> What you will do:
How many lines in the data below contain the string "concrete", with case taken into account? Reply with only the number.

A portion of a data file

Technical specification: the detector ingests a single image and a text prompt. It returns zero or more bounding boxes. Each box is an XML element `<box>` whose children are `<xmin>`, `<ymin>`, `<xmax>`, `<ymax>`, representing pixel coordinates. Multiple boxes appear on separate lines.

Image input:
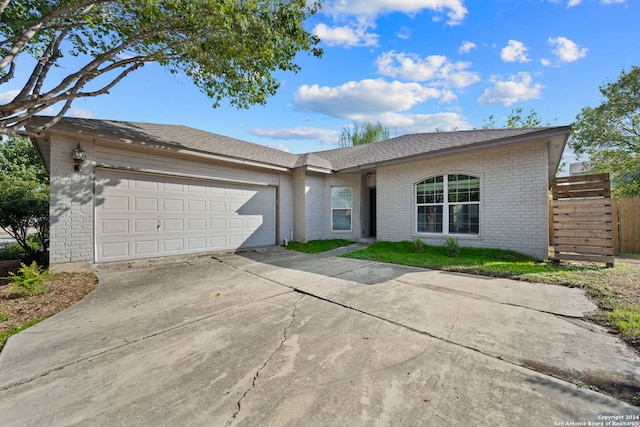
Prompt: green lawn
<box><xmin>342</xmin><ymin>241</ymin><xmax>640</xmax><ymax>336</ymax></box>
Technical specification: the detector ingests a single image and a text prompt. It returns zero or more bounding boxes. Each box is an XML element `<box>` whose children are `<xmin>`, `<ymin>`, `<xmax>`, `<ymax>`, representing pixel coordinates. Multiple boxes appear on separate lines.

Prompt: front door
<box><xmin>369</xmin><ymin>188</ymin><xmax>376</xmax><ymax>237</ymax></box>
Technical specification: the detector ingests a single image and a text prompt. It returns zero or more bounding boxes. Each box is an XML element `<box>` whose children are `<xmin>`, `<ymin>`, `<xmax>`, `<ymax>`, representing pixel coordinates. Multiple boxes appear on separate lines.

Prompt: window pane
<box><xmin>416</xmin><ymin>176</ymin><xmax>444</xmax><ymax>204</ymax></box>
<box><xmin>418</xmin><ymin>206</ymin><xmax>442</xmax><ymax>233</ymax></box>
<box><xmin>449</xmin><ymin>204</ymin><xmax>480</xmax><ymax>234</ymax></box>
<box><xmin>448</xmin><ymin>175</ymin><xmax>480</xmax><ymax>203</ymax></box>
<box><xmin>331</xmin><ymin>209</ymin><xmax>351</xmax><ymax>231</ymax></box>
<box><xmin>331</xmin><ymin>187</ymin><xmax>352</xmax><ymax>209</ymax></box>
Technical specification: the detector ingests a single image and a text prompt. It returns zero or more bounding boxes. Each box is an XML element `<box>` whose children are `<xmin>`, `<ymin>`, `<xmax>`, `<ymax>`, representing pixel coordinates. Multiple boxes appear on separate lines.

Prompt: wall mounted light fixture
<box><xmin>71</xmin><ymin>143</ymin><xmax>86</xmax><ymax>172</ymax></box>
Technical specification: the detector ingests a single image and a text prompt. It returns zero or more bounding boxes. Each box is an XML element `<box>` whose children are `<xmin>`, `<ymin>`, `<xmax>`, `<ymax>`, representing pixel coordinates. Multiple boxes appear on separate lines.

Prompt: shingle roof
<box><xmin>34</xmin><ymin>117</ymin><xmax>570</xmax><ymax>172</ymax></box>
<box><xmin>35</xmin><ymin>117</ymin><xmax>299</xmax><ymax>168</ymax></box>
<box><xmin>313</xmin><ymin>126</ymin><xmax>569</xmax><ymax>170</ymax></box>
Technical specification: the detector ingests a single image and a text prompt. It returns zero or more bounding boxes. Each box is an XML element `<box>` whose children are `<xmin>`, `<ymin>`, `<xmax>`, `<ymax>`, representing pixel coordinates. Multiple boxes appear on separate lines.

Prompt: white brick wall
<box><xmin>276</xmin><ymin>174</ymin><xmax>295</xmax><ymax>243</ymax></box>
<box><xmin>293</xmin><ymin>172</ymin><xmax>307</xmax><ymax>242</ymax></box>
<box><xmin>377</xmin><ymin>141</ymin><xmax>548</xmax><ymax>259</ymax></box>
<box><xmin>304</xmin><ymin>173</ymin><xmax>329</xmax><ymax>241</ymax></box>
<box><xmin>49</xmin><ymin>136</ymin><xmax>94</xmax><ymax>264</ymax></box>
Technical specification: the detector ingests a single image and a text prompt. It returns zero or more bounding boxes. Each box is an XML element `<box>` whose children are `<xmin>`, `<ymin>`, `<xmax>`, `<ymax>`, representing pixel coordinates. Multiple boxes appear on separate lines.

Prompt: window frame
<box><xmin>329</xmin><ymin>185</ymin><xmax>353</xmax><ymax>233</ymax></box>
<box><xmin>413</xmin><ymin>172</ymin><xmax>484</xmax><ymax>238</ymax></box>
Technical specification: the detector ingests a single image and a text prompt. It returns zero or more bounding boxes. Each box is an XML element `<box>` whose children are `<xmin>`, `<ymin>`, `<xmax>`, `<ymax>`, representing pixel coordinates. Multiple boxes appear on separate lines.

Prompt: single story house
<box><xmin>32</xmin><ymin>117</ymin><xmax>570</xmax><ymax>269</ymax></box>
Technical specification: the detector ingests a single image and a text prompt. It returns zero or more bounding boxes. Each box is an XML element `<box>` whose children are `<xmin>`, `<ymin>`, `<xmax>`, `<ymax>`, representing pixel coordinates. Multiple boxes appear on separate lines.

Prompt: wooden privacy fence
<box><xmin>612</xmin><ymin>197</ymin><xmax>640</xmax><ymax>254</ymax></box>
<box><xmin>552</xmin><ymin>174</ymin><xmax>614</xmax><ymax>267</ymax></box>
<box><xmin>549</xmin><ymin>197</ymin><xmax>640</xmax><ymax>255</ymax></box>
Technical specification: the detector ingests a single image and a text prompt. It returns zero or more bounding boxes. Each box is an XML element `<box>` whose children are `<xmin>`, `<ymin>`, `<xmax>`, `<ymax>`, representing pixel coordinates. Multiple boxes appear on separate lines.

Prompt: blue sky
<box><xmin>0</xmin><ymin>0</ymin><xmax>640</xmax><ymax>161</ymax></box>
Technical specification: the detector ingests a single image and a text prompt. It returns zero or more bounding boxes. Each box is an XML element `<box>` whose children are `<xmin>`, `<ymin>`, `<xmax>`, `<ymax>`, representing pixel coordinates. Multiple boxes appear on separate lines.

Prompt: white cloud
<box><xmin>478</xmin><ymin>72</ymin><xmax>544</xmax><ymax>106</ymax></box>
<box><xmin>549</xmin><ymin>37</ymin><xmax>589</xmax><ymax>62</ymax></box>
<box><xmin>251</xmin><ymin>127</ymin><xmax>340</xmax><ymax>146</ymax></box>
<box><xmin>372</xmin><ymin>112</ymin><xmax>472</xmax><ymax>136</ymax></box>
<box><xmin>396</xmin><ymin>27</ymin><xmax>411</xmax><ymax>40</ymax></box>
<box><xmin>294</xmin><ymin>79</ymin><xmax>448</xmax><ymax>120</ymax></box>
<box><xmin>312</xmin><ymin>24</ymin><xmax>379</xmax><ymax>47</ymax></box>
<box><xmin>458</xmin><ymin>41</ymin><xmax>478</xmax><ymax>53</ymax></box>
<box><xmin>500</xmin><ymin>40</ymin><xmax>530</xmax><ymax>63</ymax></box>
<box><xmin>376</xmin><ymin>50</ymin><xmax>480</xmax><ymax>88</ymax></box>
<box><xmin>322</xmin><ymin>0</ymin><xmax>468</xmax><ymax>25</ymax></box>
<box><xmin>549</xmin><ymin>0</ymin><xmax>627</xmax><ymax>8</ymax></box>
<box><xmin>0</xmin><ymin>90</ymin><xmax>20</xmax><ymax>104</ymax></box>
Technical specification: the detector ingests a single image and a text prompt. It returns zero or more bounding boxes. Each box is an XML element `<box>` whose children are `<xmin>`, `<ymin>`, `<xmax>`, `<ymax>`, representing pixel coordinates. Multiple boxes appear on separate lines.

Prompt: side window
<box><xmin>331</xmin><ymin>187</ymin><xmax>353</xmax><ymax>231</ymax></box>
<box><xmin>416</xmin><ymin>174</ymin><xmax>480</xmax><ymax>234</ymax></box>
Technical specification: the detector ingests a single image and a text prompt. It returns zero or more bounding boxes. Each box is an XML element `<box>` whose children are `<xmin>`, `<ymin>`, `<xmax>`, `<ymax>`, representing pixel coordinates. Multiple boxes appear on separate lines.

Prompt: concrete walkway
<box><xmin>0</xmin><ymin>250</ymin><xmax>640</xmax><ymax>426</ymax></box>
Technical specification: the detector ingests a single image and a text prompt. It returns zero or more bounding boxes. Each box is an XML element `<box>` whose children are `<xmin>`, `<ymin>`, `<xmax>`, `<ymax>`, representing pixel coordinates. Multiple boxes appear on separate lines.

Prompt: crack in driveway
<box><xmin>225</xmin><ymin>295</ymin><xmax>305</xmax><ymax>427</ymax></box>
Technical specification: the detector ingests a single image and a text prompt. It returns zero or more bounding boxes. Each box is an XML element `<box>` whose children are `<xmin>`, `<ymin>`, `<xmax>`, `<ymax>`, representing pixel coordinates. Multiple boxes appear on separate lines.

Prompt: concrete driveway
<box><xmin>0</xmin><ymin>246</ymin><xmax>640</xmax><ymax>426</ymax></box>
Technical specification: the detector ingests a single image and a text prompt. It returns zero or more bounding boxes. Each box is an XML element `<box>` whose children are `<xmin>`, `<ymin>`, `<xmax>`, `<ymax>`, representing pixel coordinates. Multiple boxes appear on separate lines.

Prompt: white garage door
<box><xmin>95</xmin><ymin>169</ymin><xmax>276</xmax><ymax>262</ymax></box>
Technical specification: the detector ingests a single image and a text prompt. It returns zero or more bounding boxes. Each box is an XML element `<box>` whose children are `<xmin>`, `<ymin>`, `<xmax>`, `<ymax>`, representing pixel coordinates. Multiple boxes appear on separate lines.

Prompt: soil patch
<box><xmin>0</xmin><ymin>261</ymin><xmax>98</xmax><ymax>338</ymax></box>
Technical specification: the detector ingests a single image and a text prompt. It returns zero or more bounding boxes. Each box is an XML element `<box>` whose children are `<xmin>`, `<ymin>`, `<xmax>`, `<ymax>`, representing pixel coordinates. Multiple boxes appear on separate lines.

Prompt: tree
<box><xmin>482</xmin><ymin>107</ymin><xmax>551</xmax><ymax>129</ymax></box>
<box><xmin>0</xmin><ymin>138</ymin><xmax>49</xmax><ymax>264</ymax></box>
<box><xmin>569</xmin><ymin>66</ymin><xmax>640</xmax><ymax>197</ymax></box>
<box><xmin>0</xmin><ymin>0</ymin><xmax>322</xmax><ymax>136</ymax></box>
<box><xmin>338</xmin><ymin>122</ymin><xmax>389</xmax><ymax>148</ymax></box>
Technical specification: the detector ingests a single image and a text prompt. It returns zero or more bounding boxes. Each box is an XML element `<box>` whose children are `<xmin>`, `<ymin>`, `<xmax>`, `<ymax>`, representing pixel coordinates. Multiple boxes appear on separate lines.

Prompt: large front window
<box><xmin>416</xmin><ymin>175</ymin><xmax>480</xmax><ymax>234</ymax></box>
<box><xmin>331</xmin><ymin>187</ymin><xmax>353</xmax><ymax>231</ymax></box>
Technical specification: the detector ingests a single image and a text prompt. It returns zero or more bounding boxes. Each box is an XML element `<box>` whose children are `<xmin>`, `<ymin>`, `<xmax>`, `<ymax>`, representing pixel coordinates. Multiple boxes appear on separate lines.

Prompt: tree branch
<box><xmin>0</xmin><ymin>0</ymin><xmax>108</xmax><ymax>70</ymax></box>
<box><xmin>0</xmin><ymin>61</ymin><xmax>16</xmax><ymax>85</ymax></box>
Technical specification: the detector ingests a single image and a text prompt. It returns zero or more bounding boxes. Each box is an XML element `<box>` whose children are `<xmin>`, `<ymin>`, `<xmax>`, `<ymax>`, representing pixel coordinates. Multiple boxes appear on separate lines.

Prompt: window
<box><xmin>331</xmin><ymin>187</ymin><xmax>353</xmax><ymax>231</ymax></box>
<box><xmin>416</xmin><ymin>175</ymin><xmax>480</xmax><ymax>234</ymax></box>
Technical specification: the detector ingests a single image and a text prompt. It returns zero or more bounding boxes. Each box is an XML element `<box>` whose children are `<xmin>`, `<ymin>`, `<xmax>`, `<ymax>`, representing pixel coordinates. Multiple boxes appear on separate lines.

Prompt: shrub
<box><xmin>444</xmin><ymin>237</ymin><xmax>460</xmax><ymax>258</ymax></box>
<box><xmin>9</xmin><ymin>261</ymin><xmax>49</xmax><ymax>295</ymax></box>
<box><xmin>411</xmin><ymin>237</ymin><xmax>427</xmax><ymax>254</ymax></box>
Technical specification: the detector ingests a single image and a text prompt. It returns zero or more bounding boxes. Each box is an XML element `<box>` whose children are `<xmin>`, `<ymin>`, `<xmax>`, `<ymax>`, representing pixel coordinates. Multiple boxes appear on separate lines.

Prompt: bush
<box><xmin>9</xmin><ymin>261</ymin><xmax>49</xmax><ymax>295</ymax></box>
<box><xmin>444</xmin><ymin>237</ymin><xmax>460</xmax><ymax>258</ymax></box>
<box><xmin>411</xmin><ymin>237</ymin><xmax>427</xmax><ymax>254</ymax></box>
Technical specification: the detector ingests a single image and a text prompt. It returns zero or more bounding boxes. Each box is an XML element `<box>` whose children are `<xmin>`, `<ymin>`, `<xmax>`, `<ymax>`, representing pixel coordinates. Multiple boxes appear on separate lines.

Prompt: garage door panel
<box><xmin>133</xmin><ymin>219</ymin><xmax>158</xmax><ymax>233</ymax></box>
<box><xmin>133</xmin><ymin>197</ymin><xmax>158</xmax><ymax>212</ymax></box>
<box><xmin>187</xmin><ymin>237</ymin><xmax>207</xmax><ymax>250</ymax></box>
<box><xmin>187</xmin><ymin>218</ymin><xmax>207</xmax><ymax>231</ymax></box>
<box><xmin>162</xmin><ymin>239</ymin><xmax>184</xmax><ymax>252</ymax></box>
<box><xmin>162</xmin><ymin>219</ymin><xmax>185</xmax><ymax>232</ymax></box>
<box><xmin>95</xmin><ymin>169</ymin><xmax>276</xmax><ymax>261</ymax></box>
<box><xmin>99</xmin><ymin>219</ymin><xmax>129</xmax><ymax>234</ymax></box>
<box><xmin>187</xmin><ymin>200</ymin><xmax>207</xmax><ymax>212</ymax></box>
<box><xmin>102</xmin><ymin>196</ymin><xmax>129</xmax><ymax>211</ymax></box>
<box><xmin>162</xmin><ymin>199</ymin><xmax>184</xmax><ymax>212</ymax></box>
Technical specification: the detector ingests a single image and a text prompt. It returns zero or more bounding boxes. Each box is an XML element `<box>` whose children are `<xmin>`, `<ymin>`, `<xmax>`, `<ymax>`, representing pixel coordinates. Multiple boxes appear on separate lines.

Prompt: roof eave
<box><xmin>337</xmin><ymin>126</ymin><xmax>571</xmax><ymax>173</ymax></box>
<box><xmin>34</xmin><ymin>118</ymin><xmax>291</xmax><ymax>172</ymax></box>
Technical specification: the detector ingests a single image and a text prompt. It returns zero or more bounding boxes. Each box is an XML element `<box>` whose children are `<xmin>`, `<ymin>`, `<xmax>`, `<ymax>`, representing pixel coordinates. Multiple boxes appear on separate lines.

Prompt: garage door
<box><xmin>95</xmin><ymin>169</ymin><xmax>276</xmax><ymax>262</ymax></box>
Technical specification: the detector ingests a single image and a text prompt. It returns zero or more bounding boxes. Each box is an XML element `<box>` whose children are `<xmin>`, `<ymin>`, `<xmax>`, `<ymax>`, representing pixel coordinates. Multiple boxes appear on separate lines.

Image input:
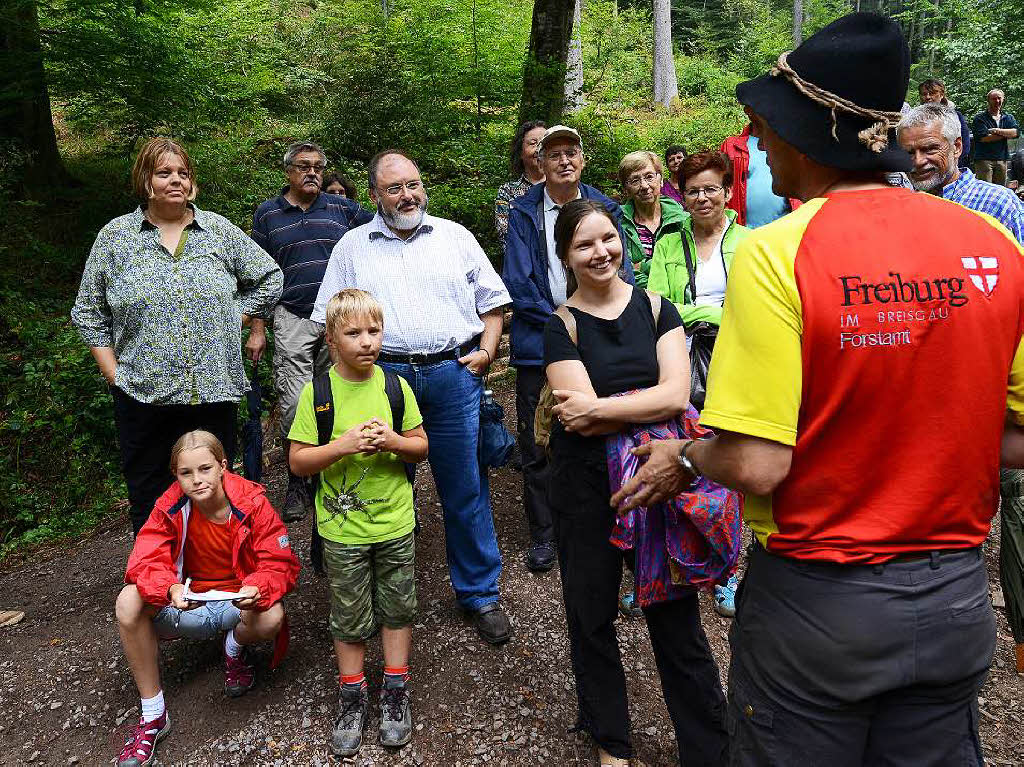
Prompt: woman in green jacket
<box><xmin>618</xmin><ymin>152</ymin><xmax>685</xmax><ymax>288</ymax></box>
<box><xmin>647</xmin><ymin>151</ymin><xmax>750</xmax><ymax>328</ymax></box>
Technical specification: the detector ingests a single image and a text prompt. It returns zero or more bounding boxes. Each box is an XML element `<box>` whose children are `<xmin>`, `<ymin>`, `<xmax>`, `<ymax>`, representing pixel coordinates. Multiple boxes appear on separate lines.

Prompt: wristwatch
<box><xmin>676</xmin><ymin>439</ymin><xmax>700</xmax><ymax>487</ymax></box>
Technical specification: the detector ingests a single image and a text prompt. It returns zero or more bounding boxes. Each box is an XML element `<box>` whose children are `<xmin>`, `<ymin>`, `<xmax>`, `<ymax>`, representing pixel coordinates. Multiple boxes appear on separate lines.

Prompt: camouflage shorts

> Result of the exercise:
2